[Stored data]
Content starts

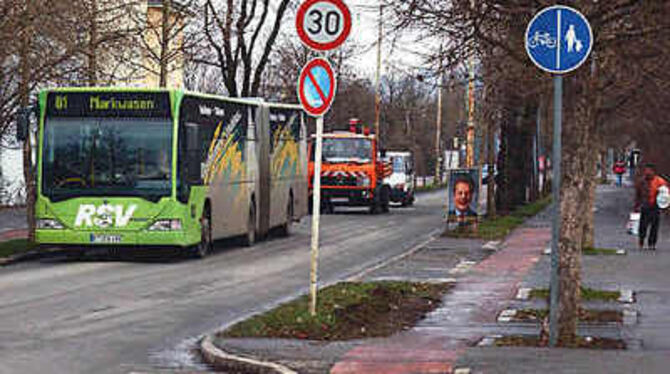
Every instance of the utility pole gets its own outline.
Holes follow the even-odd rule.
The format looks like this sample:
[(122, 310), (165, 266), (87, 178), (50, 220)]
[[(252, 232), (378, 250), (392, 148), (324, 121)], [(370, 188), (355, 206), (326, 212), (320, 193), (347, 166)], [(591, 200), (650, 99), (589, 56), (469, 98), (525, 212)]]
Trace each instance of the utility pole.
[(375, 87), (375, 135), (378, 141), (381, 140), (379, 131), (379, 116), (381, 112), (381, 70), (382, 70), (382, 17), (384, 16), (384, 7), (379, 1), (379, 37), (377, 38), (377, 73)]
[[(475, 0), (470, 0), (470, 7), (472, 13), (475, 11)], [(474, 24), (474, 22), (473, 22)], [(474, 26), (473, 26), (474, 35)], [(475, 56), (474, 51), (470, 55), (468, 61), (470, 70), (470, 79), (468, 81), (468, 129), (467, 129), (467, 145), (465, 154), (465, 165), (469, 168), (475, 165)]]
[[(442, 58), (440, 56), (440, 58)], [(444, 85), (444, 73), (440, 63), (440, 84), (437, 85), (437, 121), (435, 123), (435, 182), (440, 183), (440, 137), (442, 133), (442, 86)]]
[(470, 57), (470, 78), (468, 80), (468, 129), (465, 165), (469, 168), (475, 164), (475, 61)]

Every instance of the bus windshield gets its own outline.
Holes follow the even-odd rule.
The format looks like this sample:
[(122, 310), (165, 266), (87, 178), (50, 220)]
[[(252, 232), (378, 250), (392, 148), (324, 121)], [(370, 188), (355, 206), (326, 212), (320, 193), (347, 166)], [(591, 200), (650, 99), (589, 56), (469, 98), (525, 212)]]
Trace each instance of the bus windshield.
[(323, 138), (322, 153), (325, 162), (368, 163), (372, 161), (372, 142), (362, 138)]
[(172, 124), (150, 118), (48, 118), (44, 127), (42, 194), (170, 196)]

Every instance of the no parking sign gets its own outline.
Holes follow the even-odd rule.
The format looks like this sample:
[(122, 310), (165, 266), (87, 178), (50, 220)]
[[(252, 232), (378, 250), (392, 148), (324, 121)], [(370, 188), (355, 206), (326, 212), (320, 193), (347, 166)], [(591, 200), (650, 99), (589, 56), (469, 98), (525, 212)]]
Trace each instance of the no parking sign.
[(337, 81), (327, 60), (315, 58), (302, 69), (298, 79), (298, 99), (303, 109), (318, 117), (330, 109)]

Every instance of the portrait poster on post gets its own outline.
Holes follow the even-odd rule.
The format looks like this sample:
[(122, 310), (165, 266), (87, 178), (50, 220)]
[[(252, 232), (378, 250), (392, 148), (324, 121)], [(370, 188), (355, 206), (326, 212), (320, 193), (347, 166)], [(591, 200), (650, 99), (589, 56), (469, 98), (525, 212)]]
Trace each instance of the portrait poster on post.
[(447, 225), (468, 227), (477, 223), (481, 172), (474, 169), (451, 169), (447, 188)]

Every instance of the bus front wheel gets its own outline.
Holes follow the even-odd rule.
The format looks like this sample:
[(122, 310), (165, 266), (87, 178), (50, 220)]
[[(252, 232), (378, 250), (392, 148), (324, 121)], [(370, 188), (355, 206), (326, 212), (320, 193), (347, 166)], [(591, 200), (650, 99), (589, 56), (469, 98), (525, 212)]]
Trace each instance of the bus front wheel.
[(200, 243), (194, 248), (196, 258), (205, 258), (212, 251), (212, 215), (209, 208), (205, 208), (200, 218)]

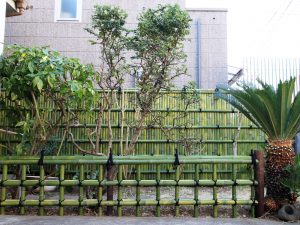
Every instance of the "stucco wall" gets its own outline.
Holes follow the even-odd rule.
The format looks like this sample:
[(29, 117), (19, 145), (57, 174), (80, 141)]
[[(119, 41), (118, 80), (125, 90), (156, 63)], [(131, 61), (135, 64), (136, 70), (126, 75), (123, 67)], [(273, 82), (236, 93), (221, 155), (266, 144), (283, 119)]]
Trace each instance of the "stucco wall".
[(3, 51), (6, 1), (0, 1), (0, 55)]
[[(26, 46), (50, 46), (63, 55), (78, 57), (84, 63), (93, 63), (97, 68), (97, 47), (89, 44), (91, 36), (83, 30), (90, 23), (95, 4), (119, 5), (129, 14), (127, 26), (135, 26), (136, 18), (143, 7), (156, 7), (157, 4), (167, 3), (177, 3), (185, 7), (184, 0), (83, 0), (81, 22), (55, 22), (54, 0), (28, 0), (33, 9), (22, 16), (7, 18), (5, 42)], [(218, 82), (227, 82), (226, 10), (199, 9), (188, 12), (193, 18), (190, 41), (185, 44), (189, 76), (178, 78), (175, 84), (178, 87), (183, 86), (189, 81), (196, 81), (196, 76), (200, 75), (201, 88), (214, 88)], [(200, 22), (199, 32), (197, 21)], [(200, 36), (200, 48), (197, 48), (197, 35)], [(201, 53), (199, 56), (197, 49)], [(199, 60), (201, 69), (198, 71)], [(133, 85), (133, 79), (128, 76), (126, 86)]]

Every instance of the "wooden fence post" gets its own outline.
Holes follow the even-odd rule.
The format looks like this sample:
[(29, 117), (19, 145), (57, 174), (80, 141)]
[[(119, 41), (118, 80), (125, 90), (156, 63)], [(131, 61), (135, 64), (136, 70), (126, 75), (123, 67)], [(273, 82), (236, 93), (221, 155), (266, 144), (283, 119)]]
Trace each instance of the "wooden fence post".
[(265, 214), (265, 159), (263, 151), (254, 152), (254, 179), (258, 182), (255, 186), (255, 200), (258, 204), (255, 206), (255, 217), (261, 217)]

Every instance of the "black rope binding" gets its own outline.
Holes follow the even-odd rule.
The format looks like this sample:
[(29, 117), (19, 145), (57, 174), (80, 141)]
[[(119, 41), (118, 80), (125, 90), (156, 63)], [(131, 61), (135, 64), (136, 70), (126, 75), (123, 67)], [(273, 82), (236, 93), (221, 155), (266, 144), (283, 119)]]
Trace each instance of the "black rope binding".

Content ends

*Work item:* Show all lines from the data above in which the word "black" appears.

*Your response:*
Every instance of the "black rope binding" gets its own outline.
Trace each instance of the "black rope binding".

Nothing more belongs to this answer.